◆ **PROMPT**
Reproduce every one of the following entries word for word, line by line, with nothing changed or left out.

◆ **SOURCE DATA**
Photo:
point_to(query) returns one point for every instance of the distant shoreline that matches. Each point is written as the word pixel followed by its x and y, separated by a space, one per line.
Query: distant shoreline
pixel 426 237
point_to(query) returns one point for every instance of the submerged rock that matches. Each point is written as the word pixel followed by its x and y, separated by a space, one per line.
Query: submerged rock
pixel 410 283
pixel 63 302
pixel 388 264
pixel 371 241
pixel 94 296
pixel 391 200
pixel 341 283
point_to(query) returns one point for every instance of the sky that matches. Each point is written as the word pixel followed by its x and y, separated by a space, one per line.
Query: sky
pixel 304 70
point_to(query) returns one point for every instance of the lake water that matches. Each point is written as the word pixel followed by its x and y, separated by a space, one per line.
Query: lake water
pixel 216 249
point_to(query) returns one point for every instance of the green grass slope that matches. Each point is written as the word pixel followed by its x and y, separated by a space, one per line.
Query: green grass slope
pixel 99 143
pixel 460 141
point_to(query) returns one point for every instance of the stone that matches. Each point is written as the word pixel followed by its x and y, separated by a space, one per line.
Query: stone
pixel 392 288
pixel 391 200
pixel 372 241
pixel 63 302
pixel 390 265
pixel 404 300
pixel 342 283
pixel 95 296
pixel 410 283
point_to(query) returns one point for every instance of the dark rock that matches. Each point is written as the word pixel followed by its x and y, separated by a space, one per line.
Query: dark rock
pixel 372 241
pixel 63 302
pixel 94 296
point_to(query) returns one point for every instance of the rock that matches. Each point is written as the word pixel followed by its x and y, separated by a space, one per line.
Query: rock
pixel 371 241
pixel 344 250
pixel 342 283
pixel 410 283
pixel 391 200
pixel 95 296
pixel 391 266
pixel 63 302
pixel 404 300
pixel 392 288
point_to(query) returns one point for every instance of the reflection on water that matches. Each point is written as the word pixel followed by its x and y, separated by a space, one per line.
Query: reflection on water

◆ **ANSWER TO THE PROBLEM**
Photo:
point_to(query) returns one point for every instance of the distant shoreline that matches. Each point is written as the word pixel followed by its x and y, separated by a space, one per line.
Query: distant shoreline
pixel 426 237
point_to(query) returns one point for every instance of the submerged rock that matches. Each point is written as the word pixel followed by its x and y, separated by a space, one per line.
Query: submerged rock
pixel 410 283
pixel 63 302
pixel 388 264
pixel 371 241
pixel 94 296
pixel 391 200
pixel 341 283
point_to(query) returns one point for every instance of the sky that matches. Each point is written as the word pixel followed by its x and y, separated by a space, one per line.
Query: sky
pixel 304 70
point_to(query) returns one point for every instance of the lake water that matches. Each point is written as the word pixel followed by its x and y, separated by a space, one per line.
Query: lake water
pixel 216 249
point_to(query) returns one point for every instance of the green grass slope that matches. Each point is written as the word pixel followed by its x and y, separated by a space, one per line.
Query: green grass slope
pixel 99 143
pixel 460 141
point_to(query) returns one point for every instance of the stone that matches. Each point is written as the word pixel followed by its x and y, separated by a space, one per line.
Query: stone
pixel 392 288
pixel 391 200
pixel 372 241
pixel 63 302
pixel 390 265
pixel 404 300
pixel 342 283
pixel 95 296
pixel 410 283
point_to(query) returns one point for every instance of the dark rock that matches. Each point is written as the word pixel followed by its x and y, separated by a space, one per line.
Query: dark rock
pixel 372 241
pixel 63 302
pixel 94 296
point_to(query) returns one point for every instance of the rock that matches. Each point is written as the word pixel followed by its x and y, separated by a space, one per line.
Query: rock
pixel 371 241
pixel 344 250
pixel 342 283
pixel 410 283
pixel 391 200
pixel 95 296
pixel 391 266
pixel 63 302
pixel 404 300
pixel 392 288
point_to(query) returns one point for every instance of the reflection on water that matches. Each point is written as the word pixel followed by its x and y, separated by a space, one per line.
Query: reflection on water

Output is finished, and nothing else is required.